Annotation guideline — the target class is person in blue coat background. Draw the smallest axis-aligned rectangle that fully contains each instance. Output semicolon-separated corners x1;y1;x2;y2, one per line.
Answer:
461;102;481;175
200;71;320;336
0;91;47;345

------------------------------------------------------------------------

## Stated task
Please count the rows that contain the word "axis" and reply with the number alone.

## Output below
1